++++ READING PASSAGE ++++

Looking over our old answer (below), I realized that we said many interesting things but did not actually answer the question "why". Maybe whoever wrote the first draft didn't know the answer, and we just patched it to remove errors. Anyway, here's why.
Say you have a cup of pure water and a cup of somewhat salty water. As you lower the temperature some of the pure water starts to form ice crystals. The reason is that although the frozen water molecules, lined up into a crystal, have fewer ways to move around (lower "entropy") than the liquid molecules, they release heat when they freeze and that raises the entropy of the surroundings even more. So the net entropy goes up as the water freezes, as it always does on the way to any equilibrium state.
What about in the salty water? There's one extra term in the entropy change. The salt doesn't fit into the ice crystals. So as they form, the remaining salt is left with less room to roam around in, and thus less entropy. So you have to get the salt water even colder before you get a net entropy gain from freezing it.
It sounds like that explanation isn't special to salt- it should work for any molecules or ions dissolved in the water. And so it does.
Now for the old discussion:
If you live in a place that has lots of snow and ice in the winter, then you have probably seen the highway department spreading salt on the road to melt the ice. You may have also used salt on ice when making home-made ice cream. Salt lowers the freezing/melting point of water, so in both cases the idea is to take advantage of the lower melting point.

++++ GIVEN INFORMATION ++++

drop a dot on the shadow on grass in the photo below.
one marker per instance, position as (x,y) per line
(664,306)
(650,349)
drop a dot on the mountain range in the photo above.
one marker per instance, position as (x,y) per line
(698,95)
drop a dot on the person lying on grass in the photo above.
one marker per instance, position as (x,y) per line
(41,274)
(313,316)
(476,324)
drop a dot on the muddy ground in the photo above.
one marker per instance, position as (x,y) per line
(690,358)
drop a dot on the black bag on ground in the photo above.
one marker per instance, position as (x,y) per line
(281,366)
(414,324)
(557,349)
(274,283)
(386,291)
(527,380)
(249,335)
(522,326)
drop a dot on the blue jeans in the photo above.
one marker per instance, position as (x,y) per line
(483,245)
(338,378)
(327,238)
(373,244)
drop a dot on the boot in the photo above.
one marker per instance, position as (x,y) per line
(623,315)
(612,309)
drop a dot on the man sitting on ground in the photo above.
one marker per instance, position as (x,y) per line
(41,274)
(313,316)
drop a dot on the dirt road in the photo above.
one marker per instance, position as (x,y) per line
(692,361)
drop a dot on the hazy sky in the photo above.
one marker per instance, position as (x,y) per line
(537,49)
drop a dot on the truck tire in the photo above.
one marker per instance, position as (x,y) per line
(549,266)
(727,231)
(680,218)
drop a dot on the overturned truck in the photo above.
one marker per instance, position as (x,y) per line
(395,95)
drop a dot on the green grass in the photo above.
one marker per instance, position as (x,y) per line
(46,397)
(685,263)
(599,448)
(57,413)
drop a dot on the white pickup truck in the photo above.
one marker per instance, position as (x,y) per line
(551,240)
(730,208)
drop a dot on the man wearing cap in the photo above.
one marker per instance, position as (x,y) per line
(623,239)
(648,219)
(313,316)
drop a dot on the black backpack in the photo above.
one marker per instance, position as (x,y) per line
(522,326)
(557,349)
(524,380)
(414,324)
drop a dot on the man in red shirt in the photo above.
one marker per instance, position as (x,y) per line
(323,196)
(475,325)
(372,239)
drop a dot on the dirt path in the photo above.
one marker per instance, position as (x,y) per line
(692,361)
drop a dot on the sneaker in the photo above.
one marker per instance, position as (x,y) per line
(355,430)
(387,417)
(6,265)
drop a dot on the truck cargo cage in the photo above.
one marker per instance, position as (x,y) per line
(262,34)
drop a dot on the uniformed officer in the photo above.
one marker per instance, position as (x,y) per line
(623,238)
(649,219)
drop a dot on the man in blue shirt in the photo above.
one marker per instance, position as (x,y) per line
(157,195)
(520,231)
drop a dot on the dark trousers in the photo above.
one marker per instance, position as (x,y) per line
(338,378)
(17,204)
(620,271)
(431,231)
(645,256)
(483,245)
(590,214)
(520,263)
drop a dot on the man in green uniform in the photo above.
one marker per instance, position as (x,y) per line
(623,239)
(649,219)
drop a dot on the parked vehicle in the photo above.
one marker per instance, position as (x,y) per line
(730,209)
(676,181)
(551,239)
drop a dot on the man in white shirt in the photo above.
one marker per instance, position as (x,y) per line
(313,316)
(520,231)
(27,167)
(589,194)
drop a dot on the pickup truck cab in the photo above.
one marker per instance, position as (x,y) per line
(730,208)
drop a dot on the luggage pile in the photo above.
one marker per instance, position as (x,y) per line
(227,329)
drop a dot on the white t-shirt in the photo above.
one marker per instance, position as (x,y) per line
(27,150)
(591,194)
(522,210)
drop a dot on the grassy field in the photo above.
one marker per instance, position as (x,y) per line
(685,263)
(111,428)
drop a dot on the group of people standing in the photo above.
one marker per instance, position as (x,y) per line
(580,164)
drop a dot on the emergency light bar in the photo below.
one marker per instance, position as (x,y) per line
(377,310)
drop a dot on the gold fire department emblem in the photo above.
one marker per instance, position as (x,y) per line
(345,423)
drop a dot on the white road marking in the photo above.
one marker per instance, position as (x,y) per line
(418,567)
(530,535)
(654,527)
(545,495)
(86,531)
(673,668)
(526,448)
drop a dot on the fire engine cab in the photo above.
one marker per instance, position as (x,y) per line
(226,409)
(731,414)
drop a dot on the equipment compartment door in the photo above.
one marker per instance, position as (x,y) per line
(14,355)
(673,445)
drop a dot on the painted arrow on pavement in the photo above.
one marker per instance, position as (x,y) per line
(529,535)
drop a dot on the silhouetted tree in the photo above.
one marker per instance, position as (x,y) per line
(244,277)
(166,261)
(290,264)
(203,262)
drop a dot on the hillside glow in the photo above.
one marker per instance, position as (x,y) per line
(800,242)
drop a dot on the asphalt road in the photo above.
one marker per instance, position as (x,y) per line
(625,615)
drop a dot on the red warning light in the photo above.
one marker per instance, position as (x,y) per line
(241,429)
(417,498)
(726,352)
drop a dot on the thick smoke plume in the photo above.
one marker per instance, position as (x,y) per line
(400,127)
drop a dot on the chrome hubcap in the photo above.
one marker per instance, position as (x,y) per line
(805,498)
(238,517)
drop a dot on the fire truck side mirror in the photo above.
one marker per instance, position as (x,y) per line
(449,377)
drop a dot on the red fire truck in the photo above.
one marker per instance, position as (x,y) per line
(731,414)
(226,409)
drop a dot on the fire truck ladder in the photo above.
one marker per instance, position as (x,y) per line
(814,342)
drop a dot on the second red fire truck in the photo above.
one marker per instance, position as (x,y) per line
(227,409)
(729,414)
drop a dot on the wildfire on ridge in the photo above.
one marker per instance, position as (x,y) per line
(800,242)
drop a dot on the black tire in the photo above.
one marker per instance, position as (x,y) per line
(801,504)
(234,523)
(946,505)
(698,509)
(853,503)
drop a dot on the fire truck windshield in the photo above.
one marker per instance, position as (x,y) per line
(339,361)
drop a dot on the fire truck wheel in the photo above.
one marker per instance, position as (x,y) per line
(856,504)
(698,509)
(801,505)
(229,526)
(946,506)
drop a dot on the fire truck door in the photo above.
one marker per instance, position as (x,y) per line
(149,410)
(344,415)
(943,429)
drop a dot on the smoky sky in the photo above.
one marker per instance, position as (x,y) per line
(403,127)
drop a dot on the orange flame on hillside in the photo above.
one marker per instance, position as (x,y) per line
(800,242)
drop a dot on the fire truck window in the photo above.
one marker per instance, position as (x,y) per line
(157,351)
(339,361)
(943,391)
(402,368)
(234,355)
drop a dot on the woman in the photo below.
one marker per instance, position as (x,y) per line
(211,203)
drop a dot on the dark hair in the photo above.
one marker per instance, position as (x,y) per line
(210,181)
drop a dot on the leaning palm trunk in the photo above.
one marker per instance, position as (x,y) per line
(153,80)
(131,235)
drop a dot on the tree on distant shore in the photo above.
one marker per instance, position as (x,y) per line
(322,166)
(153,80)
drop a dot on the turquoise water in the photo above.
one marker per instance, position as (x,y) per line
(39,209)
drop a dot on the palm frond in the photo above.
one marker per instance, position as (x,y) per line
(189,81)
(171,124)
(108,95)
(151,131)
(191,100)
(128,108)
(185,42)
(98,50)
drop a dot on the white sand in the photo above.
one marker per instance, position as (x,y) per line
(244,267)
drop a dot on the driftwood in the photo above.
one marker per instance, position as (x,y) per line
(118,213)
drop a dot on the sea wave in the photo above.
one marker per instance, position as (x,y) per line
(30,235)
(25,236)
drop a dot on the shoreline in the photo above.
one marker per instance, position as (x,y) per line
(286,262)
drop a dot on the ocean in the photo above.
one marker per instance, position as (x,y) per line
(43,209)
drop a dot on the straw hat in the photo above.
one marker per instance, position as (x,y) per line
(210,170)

++++

WHAT TO WORK ON:
(a) Please write out the part of the salt and freezing water text starting with "What about in" and going on through "from freezing it.".
(b) In the salt and freezing water text, what happens to the remaining salt as ice crystals form in salty water?

RESPONSES:
(a)
What about in the salty water? There's one extra term in the entropy change. The salt doesn't fit into the ice crystals. So as they form, the remaining salt is left with less room to roam around in, and thus less entropy. So you have to get the salt water even colder before you get a net entropy gain from freezing it.

(b) It is left with less room to roam around in, and thus less entropy.